WRITTEN REQUEST >> Pick out every line in the records below that contains the word "castle" and copy each one. Matches are case-sensitive.

MATERIAL SHOWN >>
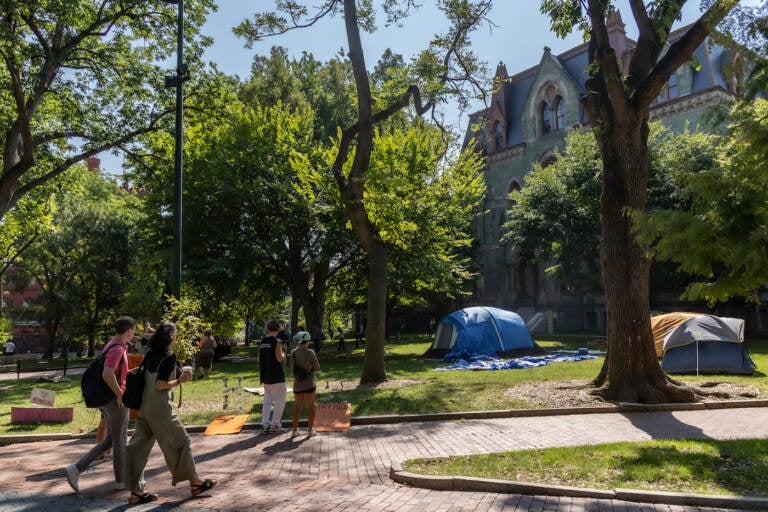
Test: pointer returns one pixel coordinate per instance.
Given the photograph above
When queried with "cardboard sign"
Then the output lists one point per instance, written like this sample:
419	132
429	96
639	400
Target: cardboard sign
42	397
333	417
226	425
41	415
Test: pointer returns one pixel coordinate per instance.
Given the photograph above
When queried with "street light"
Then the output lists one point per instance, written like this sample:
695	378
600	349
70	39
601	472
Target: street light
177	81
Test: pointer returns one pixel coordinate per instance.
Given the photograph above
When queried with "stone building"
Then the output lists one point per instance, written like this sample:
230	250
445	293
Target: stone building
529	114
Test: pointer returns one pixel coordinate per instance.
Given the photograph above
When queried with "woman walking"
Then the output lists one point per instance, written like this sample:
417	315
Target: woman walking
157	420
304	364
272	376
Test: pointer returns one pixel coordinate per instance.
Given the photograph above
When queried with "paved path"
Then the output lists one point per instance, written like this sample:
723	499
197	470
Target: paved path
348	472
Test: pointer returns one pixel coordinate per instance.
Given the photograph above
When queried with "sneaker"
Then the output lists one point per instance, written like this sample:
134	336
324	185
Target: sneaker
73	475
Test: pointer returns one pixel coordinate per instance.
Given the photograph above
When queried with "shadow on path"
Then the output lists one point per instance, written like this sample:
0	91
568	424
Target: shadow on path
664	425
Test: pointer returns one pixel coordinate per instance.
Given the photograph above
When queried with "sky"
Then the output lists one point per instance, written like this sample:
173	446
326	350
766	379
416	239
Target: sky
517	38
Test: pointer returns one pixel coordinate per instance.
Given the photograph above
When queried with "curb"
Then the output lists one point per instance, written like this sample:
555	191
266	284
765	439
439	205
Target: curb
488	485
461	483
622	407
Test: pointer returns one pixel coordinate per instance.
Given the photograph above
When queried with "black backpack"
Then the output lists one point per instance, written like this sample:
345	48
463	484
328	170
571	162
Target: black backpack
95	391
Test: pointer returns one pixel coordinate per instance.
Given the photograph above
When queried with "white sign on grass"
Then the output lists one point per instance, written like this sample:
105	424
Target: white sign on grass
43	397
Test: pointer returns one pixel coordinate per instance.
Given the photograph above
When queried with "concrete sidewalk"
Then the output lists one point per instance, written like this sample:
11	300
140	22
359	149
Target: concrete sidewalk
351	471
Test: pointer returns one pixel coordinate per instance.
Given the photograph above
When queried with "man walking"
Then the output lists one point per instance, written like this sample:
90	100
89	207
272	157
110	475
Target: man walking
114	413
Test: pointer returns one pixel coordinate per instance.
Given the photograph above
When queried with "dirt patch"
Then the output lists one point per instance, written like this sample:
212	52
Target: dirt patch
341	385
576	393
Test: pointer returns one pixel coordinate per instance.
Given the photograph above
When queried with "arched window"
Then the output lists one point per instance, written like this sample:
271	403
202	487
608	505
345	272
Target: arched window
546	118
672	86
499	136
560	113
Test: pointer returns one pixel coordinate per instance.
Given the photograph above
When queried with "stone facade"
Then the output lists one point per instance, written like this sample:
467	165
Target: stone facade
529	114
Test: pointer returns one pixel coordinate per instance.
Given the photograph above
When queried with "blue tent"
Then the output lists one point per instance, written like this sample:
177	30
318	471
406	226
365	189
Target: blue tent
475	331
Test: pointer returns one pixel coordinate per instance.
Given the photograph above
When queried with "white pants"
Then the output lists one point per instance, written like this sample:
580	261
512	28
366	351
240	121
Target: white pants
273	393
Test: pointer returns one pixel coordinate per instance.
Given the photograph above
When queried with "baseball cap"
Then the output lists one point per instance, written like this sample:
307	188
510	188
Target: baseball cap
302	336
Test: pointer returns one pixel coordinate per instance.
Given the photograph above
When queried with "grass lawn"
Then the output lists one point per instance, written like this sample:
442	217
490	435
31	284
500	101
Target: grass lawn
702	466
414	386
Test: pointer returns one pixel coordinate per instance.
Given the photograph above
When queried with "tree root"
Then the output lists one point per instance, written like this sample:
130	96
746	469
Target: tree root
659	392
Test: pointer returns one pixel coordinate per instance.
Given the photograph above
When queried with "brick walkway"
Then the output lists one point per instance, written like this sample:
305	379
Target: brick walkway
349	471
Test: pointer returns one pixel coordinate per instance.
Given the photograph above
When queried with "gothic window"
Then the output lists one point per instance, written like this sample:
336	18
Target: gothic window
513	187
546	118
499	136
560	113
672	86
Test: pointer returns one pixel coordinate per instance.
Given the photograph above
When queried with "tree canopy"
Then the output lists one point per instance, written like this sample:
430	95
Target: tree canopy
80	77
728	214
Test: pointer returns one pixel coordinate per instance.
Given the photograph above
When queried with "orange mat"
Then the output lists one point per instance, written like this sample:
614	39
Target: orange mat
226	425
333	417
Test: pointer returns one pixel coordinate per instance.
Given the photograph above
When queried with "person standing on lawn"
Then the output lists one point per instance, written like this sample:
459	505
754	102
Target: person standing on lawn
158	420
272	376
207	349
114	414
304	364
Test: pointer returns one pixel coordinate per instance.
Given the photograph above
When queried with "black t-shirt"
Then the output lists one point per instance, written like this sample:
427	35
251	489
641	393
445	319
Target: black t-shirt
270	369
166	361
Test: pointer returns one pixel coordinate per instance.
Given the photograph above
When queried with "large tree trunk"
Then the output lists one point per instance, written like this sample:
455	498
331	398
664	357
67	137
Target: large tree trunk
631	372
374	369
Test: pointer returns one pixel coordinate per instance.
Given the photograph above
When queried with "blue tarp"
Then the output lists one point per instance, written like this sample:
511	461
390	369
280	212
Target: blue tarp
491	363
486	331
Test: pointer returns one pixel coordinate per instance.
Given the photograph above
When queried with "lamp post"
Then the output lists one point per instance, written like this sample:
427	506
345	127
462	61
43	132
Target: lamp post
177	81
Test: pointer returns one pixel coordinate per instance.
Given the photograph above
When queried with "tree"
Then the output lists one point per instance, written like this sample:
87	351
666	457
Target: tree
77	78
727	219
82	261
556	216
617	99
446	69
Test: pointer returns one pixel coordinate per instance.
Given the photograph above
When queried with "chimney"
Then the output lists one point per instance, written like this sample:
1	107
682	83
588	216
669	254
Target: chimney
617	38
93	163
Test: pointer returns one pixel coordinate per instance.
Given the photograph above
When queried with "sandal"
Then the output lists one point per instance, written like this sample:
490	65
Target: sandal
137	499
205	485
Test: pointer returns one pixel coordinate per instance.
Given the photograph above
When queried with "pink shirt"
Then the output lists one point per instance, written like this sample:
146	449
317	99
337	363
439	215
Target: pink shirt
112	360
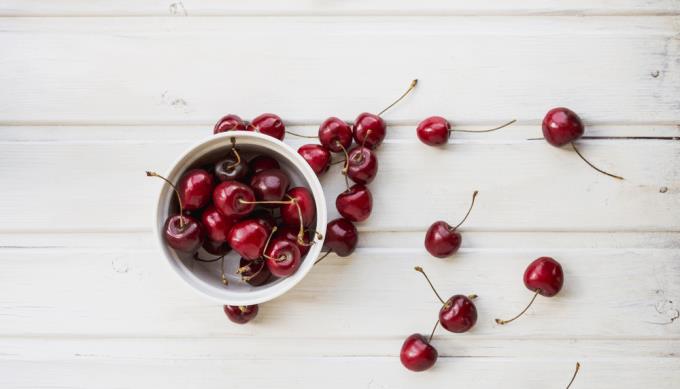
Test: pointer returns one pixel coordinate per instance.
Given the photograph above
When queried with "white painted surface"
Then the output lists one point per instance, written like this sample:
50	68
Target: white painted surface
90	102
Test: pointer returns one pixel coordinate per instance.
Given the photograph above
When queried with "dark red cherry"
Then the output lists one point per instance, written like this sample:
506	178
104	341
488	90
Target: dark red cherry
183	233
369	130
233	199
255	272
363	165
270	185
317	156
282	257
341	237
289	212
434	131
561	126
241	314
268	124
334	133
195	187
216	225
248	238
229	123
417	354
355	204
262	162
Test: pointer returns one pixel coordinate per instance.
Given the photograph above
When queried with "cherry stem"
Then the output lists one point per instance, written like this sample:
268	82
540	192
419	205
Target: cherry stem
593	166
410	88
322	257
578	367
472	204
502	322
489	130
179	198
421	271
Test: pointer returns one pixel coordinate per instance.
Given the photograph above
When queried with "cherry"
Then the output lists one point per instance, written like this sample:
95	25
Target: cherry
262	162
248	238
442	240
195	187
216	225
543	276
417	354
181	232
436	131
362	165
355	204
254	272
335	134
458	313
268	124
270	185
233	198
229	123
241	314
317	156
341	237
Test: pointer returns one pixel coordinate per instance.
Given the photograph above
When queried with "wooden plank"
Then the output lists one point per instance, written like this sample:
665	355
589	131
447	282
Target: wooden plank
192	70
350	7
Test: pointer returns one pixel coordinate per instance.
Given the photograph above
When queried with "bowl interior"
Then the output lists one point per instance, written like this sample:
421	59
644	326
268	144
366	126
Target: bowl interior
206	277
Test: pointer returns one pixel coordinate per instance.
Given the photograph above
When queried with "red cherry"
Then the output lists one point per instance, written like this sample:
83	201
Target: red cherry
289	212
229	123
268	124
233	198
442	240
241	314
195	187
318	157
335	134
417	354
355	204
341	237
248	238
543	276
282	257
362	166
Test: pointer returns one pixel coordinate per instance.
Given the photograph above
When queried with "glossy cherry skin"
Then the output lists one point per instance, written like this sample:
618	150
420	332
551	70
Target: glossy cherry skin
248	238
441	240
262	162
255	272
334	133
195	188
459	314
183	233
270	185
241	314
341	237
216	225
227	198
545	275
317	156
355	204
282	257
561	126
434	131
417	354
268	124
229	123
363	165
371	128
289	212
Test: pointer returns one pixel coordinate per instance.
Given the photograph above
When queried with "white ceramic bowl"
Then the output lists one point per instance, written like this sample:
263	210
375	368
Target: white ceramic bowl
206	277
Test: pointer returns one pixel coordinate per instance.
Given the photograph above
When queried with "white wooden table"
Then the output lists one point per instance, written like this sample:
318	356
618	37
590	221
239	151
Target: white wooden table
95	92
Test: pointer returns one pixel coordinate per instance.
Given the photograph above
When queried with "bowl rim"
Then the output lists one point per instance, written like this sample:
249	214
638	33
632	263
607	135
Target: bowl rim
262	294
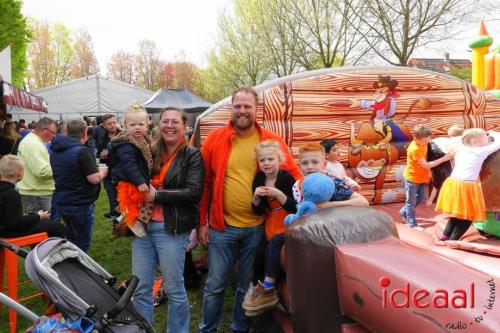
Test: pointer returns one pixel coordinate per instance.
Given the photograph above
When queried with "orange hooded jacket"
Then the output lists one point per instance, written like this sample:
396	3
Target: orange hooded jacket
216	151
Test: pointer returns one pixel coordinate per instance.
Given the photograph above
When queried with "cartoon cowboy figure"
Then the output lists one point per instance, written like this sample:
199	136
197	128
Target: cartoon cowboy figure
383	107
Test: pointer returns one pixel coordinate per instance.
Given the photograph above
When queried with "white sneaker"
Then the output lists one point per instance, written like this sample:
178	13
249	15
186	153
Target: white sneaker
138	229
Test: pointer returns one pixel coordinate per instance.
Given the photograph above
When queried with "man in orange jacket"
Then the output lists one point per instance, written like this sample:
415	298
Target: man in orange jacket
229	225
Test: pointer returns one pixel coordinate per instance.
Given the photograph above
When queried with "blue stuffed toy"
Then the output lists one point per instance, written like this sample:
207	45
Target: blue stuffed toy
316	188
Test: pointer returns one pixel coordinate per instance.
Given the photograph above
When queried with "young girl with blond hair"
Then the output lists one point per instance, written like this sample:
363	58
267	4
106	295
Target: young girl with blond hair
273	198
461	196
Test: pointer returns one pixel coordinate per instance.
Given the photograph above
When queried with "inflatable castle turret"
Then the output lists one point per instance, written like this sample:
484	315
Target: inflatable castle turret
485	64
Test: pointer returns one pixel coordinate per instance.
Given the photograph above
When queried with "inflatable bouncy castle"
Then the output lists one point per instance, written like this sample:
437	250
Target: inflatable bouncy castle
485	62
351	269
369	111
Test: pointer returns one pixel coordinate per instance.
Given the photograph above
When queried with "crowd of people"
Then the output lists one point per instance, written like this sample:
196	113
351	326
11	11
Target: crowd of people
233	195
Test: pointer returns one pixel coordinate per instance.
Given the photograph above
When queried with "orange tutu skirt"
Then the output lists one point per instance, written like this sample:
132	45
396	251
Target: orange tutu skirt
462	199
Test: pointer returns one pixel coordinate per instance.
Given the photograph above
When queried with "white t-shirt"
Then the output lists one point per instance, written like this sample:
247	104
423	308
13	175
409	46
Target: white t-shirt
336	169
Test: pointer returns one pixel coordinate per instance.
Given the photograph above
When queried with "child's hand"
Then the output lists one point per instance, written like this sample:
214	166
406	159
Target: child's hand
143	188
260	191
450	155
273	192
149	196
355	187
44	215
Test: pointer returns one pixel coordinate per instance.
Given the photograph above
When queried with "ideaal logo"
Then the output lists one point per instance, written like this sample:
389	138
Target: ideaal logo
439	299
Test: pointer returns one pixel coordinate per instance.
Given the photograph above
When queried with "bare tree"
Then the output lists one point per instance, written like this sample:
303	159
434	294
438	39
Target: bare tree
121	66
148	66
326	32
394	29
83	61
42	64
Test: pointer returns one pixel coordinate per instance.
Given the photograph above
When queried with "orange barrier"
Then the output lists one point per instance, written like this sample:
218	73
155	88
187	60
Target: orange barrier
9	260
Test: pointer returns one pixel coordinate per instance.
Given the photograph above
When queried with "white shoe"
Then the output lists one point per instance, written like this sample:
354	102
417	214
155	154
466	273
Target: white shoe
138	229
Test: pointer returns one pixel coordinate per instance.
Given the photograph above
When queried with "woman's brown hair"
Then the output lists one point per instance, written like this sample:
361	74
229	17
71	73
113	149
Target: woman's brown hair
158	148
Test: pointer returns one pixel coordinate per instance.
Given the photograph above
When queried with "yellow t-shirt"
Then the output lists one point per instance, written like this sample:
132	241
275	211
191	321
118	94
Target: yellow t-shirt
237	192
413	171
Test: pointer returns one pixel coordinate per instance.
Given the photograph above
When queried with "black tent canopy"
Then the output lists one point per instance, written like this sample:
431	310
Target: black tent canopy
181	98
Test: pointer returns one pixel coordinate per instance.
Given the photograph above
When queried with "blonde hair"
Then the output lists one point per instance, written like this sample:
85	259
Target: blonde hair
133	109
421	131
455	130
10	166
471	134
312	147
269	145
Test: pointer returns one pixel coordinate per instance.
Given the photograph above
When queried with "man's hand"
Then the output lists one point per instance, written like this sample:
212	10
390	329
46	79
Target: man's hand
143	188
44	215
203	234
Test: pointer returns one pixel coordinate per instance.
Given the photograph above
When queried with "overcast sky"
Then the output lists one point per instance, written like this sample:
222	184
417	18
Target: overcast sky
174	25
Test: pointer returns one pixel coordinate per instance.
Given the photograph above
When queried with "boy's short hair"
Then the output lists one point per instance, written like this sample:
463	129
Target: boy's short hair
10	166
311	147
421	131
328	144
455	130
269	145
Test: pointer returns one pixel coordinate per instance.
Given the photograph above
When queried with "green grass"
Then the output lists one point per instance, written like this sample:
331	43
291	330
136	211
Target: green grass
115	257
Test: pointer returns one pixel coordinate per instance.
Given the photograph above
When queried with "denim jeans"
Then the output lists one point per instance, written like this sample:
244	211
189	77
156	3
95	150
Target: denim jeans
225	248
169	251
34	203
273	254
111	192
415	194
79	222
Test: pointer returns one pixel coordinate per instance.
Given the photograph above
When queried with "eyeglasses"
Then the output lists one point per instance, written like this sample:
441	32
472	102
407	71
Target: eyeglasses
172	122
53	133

RESPONSE TO THIS TASK >>
When queried with "inflatable castle turret"
Target: inflatable castle turret
When queried with "inflatable bouncy castle"
Target: inflatable bouncy castle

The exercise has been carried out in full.